* **WORKING DATA**:
○ ○ ○ ○
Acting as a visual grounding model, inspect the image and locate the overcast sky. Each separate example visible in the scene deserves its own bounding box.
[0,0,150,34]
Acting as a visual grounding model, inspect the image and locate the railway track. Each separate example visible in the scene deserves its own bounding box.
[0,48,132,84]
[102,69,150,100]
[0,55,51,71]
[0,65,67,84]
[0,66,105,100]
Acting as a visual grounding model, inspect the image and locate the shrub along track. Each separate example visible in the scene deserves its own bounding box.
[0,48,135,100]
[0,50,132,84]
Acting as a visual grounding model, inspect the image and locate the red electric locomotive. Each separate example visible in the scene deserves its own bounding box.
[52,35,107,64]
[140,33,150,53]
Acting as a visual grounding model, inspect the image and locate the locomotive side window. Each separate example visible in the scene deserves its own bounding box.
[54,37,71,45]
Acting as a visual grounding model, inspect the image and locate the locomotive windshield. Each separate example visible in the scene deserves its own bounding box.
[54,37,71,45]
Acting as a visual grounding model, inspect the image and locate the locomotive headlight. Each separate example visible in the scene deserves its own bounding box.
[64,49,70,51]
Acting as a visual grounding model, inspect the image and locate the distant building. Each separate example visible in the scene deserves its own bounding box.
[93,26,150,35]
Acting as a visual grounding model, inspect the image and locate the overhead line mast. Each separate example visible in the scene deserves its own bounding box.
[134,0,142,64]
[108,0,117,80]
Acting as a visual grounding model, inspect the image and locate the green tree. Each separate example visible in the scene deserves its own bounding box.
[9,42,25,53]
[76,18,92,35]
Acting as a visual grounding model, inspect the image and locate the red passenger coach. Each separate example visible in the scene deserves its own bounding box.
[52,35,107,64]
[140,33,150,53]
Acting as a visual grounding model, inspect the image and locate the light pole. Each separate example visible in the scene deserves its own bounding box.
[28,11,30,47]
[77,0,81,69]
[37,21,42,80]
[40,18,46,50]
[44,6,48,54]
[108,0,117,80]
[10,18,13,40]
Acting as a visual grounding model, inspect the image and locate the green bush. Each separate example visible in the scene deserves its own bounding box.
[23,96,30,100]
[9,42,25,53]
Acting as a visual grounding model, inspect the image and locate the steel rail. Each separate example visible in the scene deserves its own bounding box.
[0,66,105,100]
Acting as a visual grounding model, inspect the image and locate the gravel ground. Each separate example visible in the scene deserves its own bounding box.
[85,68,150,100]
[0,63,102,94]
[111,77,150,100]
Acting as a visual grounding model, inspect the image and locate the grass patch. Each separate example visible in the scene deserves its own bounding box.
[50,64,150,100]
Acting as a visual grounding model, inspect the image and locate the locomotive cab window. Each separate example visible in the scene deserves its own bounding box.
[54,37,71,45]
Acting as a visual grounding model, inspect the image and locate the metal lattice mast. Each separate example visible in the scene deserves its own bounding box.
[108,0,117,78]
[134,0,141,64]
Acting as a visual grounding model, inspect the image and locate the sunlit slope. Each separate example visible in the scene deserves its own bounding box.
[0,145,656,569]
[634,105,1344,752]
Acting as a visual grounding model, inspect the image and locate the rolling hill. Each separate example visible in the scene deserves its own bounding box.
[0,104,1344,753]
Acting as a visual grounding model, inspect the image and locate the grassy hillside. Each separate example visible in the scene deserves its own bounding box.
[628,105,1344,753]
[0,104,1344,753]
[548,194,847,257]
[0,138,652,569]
○ ○ ○ ○
* **OBJECTIVE**: Could you reproduce the data above word for word, starting at the line that contains "locate the metal" and going up to and including the last line of the data?

* **COMPLETED EXERCISE**:
Acting as a visual grounding model, inspect the image and locate the metal lattice mast. Each separate example visible in the scene deserves its own bounding box.
[108,0,117,78]
[134,0,141,64]
Acting as a visual grounding model, inspect the image and locate the sunlit slope. Each separate example visible in the scene deserves its own bounding box.
[0,145,656,569]
[634,105,1344,752]
Acting as a visual grounding model, inspect the image and locate the rolling hill. Each separate example visible in the scene deserves its own bounding box.
[0,104,1344,753]
Acting as a visual grounding model, inspect the image and locate the grassy hillside. Each separate example visible in the scene deserves its own bounding box.
[628,105,1344,753]
[0,104,1344,753]
[548,194,847,257]
[0,138,652,569]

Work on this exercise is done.